*** Opening of SOURCE INFORMATION ***
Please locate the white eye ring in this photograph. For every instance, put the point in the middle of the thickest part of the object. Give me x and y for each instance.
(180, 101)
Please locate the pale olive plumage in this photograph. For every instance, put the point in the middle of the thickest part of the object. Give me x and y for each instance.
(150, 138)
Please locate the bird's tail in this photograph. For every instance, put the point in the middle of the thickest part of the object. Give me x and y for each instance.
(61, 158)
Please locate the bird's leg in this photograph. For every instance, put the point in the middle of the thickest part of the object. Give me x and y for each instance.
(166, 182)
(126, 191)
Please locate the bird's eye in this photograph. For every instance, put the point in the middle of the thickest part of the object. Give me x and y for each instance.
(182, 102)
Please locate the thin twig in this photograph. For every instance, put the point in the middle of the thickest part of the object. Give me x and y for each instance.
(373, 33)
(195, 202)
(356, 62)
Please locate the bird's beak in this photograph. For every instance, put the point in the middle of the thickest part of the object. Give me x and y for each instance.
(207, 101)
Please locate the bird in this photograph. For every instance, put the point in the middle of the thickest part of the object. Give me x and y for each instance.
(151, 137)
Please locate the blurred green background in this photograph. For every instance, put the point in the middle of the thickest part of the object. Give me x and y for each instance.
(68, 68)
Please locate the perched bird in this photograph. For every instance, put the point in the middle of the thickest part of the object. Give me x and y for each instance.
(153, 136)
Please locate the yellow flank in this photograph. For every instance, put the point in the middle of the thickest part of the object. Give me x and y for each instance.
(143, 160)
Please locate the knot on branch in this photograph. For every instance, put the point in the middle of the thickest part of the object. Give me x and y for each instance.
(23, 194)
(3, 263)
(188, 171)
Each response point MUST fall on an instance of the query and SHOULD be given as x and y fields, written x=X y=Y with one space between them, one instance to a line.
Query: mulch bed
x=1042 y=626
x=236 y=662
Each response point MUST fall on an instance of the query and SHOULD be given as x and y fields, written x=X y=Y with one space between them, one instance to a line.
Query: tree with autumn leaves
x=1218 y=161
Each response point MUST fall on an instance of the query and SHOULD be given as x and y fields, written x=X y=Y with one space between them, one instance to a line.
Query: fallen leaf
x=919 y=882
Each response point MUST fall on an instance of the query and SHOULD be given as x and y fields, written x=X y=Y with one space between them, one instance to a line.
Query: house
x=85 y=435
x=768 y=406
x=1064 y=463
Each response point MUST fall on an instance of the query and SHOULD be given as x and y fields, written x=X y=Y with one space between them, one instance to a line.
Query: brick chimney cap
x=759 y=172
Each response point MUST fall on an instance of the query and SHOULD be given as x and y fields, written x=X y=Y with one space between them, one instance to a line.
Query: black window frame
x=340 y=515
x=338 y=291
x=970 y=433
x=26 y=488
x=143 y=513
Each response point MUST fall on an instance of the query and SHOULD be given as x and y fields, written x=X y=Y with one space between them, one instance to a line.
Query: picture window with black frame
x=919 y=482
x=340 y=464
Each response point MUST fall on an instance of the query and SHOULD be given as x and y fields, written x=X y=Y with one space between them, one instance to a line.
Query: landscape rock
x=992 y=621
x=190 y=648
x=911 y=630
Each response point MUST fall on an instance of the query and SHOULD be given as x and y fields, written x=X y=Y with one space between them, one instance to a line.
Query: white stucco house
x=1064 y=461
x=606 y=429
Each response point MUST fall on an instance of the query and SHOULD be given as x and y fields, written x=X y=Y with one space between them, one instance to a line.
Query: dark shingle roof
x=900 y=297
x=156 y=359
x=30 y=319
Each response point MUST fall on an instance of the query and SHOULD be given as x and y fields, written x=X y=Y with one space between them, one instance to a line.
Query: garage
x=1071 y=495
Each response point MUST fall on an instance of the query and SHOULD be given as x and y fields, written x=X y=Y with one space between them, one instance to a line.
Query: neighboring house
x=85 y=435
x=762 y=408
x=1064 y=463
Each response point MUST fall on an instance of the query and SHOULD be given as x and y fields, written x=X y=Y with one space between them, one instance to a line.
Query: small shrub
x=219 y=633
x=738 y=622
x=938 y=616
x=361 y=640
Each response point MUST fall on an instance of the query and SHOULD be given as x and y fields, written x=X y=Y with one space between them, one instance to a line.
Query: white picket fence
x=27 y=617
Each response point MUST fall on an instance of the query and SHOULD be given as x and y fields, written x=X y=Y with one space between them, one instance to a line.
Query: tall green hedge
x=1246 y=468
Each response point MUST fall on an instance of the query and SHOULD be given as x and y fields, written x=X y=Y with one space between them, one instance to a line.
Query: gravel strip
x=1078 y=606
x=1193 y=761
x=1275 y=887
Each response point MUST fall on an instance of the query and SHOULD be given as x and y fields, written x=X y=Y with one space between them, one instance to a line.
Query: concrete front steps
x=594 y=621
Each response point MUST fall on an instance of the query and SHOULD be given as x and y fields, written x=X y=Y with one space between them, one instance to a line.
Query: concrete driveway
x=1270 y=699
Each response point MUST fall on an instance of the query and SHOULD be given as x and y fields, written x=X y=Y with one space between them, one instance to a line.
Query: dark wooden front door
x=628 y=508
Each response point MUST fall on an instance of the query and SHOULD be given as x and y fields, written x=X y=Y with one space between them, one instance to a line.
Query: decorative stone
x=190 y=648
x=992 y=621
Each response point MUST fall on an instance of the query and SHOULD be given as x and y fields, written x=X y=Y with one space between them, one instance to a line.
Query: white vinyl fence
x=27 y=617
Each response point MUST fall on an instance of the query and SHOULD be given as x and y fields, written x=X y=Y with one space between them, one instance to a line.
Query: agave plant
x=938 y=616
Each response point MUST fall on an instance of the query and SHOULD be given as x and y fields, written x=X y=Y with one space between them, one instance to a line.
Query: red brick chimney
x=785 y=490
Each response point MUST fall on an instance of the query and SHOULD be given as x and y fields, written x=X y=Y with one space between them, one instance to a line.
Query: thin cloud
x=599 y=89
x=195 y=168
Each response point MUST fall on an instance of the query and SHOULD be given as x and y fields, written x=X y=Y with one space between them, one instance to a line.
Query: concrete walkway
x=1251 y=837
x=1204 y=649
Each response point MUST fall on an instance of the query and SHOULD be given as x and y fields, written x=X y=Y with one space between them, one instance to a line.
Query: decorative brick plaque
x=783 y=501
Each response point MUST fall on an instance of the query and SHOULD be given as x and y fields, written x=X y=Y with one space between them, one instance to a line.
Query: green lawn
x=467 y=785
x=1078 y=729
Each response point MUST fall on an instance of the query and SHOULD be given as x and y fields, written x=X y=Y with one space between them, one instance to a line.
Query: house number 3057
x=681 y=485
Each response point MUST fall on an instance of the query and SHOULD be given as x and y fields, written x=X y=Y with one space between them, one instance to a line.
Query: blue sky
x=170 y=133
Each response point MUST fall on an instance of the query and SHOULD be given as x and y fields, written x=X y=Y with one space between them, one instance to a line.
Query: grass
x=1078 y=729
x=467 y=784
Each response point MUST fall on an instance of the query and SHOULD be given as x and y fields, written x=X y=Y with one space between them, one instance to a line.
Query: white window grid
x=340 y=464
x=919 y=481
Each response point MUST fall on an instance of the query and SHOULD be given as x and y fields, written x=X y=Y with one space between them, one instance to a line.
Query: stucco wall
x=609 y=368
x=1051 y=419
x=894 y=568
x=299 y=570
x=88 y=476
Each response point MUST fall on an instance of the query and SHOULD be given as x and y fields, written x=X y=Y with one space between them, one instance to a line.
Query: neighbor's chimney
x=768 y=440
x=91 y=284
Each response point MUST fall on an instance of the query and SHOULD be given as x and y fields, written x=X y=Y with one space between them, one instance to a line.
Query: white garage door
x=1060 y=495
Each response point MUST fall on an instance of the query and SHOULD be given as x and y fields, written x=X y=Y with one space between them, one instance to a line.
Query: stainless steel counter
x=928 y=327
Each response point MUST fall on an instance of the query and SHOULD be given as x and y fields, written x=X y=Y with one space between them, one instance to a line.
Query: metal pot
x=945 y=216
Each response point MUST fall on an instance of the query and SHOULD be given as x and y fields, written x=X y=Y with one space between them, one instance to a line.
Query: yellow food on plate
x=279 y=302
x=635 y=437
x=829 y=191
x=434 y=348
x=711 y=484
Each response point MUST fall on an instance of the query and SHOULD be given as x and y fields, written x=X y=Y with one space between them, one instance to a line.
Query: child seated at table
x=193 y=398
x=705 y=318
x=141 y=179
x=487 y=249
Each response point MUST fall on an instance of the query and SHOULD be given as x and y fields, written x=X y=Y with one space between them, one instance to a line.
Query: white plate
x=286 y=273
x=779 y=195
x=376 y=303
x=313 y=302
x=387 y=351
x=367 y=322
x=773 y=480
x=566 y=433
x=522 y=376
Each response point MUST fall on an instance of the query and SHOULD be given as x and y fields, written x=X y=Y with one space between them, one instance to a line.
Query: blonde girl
*** Close of SOURCE INFORMATION ***
> [WHAT YOU WILL DO]:
Give exactly, and nothing besides, the lines from the one in which "Query: white plate" occurs through the end of the records.

> [YOUR SOLUTION]:
Query: white plate
x=286 y=273
x=779 y=195
x=376 y=303
x=313 y=302
x=387 y=351
x=367 y=322
x=773 y=480
x=566 y=433
x=522 y=376
Each response point MUST fall on an instance of the query and SHOULD be given as x and y fields, written x=X y=Y with one space between them, one instance to a line.
Query: blonde girl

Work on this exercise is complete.